● Exercise
Arrange every line of the rows below as a JSON list of strings, one string per line, leaving out blank lines.

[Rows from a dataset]
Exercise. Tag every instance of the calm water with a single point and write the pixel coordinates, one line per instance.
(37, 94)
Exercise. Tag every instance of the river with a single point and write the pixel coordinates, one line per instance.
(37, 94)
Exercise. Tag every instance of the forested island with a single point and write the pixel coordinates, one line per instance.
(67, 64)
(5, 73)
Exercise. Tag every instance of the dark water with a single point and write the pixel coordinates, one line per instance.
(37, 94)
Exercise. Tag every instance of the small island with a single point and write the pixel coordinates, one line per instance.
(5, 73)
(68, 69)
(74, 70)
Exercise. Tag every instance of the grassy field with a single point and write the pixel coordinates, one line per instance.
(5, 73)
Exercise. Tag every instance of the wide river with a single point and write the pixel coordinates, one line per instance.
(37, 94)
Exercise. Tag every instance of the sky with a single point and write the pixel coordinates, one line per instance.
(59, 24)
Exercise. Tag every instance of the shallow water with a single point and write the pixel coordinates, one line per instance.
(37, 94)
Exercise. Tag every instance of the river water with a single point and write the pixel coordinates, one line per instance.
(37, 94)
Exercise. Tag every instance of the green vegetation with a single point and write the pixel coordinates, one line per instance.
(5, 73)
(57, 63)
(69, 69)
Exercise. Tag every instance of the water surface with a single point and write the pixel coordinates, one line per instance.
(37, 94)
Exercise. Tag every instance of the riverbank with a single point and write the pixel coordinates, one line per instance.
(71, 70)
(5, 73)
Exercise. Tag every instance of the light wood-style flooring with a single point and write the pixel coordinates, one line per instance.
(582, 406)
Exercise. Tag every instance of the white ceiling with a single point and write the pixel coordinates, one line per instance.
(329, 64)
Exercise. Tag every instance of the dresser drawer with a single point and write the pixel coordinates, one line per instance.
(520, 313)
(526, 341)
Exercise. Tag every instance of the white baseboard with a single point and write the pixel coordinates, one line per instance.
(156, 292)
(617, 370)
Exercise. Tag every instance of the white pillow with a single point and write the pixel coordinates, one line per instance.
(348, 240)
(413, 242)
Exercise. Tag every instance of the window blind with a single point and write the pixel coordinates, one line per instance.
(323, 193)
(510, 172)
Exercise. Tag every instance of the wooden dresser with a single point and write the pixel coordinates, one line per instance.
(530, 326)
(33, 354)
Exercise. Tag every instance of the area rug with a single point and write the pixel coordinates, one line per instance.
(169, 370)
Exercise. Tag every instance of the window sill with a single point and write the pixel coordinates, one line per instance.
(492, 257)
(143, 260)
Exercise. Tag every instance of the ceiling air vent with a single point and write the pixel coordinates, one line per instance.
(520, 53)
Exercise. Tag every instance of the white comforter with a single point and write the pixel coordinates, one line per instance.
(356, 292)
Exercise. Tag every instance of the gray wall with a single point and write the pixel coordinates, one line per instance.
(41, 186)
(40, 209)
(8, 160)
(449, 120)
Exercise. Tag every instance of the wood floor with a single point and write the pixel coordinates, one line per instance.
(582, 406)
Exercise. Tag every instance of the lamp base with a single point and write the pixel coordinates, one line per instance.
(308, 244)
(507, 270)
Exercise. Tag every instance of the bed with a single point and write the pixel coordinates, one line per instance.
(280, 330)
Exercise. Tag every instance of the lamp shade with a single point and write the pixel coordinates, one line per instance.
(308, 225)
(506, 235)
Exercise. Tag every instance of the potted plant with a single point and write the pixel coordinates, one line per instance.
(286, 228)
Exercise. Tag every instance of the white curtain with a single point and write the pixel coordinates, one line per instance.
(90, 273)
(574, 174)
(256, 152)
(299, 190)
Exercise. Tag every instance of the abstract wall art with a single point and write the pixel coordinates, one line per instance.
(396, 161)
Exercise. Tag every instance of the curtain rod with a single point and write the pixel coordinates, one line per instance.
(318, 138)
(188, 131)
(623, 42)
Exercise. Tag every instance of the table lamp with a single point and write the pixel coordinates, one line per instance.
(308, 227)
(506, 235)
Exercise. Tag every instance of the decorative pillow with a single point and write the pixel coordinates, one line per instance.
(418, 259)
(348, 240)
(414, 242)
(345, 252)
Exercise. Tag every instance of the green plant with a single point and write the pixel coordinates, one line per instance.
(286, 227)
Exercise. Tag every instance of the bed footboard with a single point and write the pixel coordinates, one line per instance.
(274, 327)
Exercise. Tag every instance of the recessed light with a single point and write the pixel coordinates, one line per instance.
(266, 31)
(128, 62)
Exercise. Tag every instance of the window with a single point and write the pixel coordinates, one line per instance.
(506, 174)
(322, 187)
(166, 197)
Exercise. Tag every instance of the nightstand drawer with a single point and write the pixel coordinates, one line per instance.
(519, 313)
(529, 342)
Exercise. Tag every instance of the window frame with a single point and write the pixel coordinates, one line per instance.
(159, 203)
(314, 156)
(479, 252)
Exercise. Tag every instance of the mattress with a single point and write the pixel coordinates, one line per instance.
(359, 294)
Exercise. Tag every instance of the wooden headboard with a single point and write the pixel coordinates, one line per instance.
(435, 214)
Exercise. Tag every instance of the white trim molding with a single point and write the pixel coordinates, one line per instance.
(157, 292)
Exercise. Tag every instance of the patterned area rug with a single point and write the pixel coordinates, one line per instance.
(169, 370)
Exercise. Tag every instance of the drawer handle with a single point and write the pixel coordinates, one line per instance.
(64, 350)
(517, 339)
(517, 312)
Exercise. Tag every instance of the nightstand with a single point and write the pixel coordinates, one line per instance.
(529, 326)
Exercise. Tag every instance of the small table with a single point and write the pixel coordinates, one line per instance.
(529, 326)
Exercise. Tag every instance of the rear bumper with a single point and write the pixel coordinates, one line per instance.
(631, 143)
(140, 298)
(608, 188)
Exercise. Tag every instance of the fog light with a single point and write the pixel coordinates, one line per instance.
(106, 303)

● Task result
[
  "Exercise. Tag every instance of the calm water with a single point and write the pixel coordinates, one line per instance.",
  "(37, 94)",
  "Exercise. Tag every instance of the river with a single point and write the pixel coordinates, one line per instance.",
  "(37, 94)",
  "Exercise. Tag every instance of the forested island with a single point and write the pixel coordinates, one line per instance.",
  "(67, 64)",
  "(5, 73)",
  "Exercise. Tag every instance of the dark water with a single point and write the pixel coordinates, one line per instance.",
  "(37, 94)",
  "Exercise. Tag every instance of the small island with a single point and write the pixel coordinates, one line per instance.",
  "(5, 73)",
  "(68, 69)",
  "(74, 70)",
  "Exercise. Tag every instance of the grassy field with a single point and write the pixel coordinates, one line per instance.",
  "(5, 73)",
  "Exercise. Tag every instance of the wide river with a single point and write the pixel coordinates, one line per instance.",
  "(37, 94)",
  "Exercise. Tag every instance of the sky with a single point and write the pixel coordinates, one line per instance.",
  "(59, 24)",
  "Exercise. Tag every instance of the shallow water with a single point and write the pixel coordinates, one line per instance.",
  "(37, 94)",
  "Exercise. Tag every instance of the river water with a single point and write the pixel coordinates, one line per instance.",
  "(37, 94)",
  "Exercise. Tag every instance of the green vegetation with a single point and write the pixel coordinates, one line per instance.",
  "(5, 73)",
  "(57, 63)",
  "(69, 69)",
  "Exercise. Tag every instance of the water surface with a single point and write the pixel coordinates, one line per instance.",
  "(37, 94)",
  "Exercise. Tag every instance of the riverbank with a single point and write the pixel coordinates, one line per instance.",
  "(71, 70)",
  "(5, 73)",
  "Exercise. Tag every instance of the light wood-style flooring with a single point and write the pixel coordinates, one line per instance.",
  "(582, 406)",
  "Exercise. Tag every instance of the white ceiling with a single point and write the pixel coordinates, one line per instance.",
  "(329, 64)",
  "Exercise. Tag every instance of the dresser drawer with a single point and write the pixel coordinates, one line per instance.",
  "(520, 313)",
  "(526, 341)",
  "Exercise. Tag every instance of the white baseboard with a single point and write the pixel coordinates, one line per instance.",
  "(156, 292)",
  "(617, 370)",
  "Exercise. Tag every instance of the white pillow with a single point and write the pixel coordinates, one line per instance.",
  "(348, 240)",
  "(413, 242)",
  "Exercise. Tag every instance of the window blind with a single point and write the pixel coordinates, one line per instance.",
  "(323, 193)",
  "(510, 172)",
  "Exercise. Tag every instance of the wooden dresser with a single point and write the pixel coordinates, one line per instance.",
  "(530, 326)",
  "(33, 354)",
  "Exercise. Tag every instance of the area rug with a single point and write the pixel coordinates, one line per instance.",
  "(169, 370)",
  "Exercise. Tag every instance of the window sill with a single point and write the pixel coordinates, one line per instance.",
  "(492, 257)",
  "(143, 260)",
  "Exercise. Tag every instance of the ceiling air vent with a single point and write the pixel coordinates, one line per instance.",
  "(520, 53)",
  "Exercise. Tag every instance of the white comforter with a single point and write the pixel coordinates, one line per instance.",
  "(356, 292)",
  "Exercise. Tag every instance of the gray wall with a single point and write the pixel coordinates, one line per instance.",
  "(41, 186)",
  "(40, 209)",
  "(8, 160)",
  "(449, 120)",
  "Exercise. Tag every instance of the wood floor with a single point and write the pixel coordinates, one line per instance.",
  "(582, 406)",
  "Exercise. Tag every instance of the lamp base with a single point and write the pixel coordinates, one line per instance.",
  "(308, 244)",
  "(507, 270)",
  "Exercise. Tag every instance of the bed with a single point and write the pixel coordinates, one line per instance.",
  "(280, 330)",
  "Exercise. Tag every instance of the lamp shade with a single point and write the pixel coordinates, one line per instance.",
  "(308, 225)",
  "(506, 235)",
  "Exercise. Tag every instance of the potted plant with a single point and write the pixel coordinates, one line per instance.",
  "(286, 228)",
  "Exercise. Tag every instance of the white curtain with a single point and write the pixel coordinates, one line per instance.",
  "(90, 273)",
  "(574, 174)",
  "(256, 152)",
  "(299, 190)",
  "Exercise. Tag every instance of the abstract wall art with a single point and write the pixel coordinates, one line per instance.",
  "(396, 161)",
  "Exercise. Tag every instance of the curtain rod with a single point and write the pixel coordinates, one line per instance.",
  "(318, 138)",
  "(188, 131)",
  "(623, 42)",
  "Exercise. Tag every instance of the table lamp with a single point and write the pixel coordinates, one line per instance.",
  "(308, 227)",
  "(506, 235)",
  "Exercise. Tag every instance of the decorative pillow with a single point and write the pixel coordinates, one line per instance.",
  "(418, 259)",
  "(348, 240)",
  "(414, 242)",
  "(345, 252)",
  "Exercise. Tag every instance of the green plant with a single point and write the pixel coordinates, one line per instance.",
  "(286, 227)",
  "Exercise. Tag every instance of the bed footboard with a single point and write the pixel coordinates, one line per instance.",
  "(274, 327)",
  "Exercise. Tag every instance of the recessed light with a single point and write the pixel coordinates, one line per instance.",
  "(266, 31)",
  "(128, 62)",
  "Exercise. Tag every instance of the window with a single point and write the pixel coordinates, one line per instance.",
  "(506, 174)",
  "(322, 187)",
  "(166, 197)",
  "Exercise. Tag every instance of the nightstand drawer with a single point and write the pixel coordinates, one line per instance.",
  "(519, 313)",
  "(529, 342)",
  "Exercise. Tag every instance of the window frame with a single point and write the pixel coordinates, one line per instance.",
  "(159, 203)",
  "(314, 156)",
  "(479, 252)",
  "Exercise. Tag every instance of the mattress with a single point and write the pixel coordinates, one line per instance.",
  "(359, 294)",
  "Exercise. Tag every instance of the wooden headboard with a single point and write the pixel coordinates, one line per instance.",
  "(435, 214)",
  "Exercise. Tag every instance of the white trim molding with a single point and write the pixel coordinates, one line per instance.",
  "(157, 292)",
  "Exercise. Tag every instance of the patterned area rug with a single point and write the pixel coordinates, one line per instance.",
  "(169, 370)",
  "Exercise. Tag every instance of the drawer handle with a single point and write the pixel coordinates, one line per instance.",
  "(64, 350)",
  "(517, 339)",
  "(517, 312)",
  "Exercise. Tag every instance of the nightstand with a single point and write the pixel coordinates, one line per instance.",
  "(529, 326)",
  "Exercise. Tag every instance of the small table with a single point and write the pixel coordinates, one line per instance.",
  "(529, 326)",
  "Exercise. Tag every instance of the rear bumper with a single point and write the pixel coordinates, one line per instance.",
  "(631, 143)",
  "(140, 298)",
  "(608, 188)",
  "Exercise. Tag every instance of the fog light with a single point and write the pixel coordinates, one line per instance.",
  "(106, 303)"
]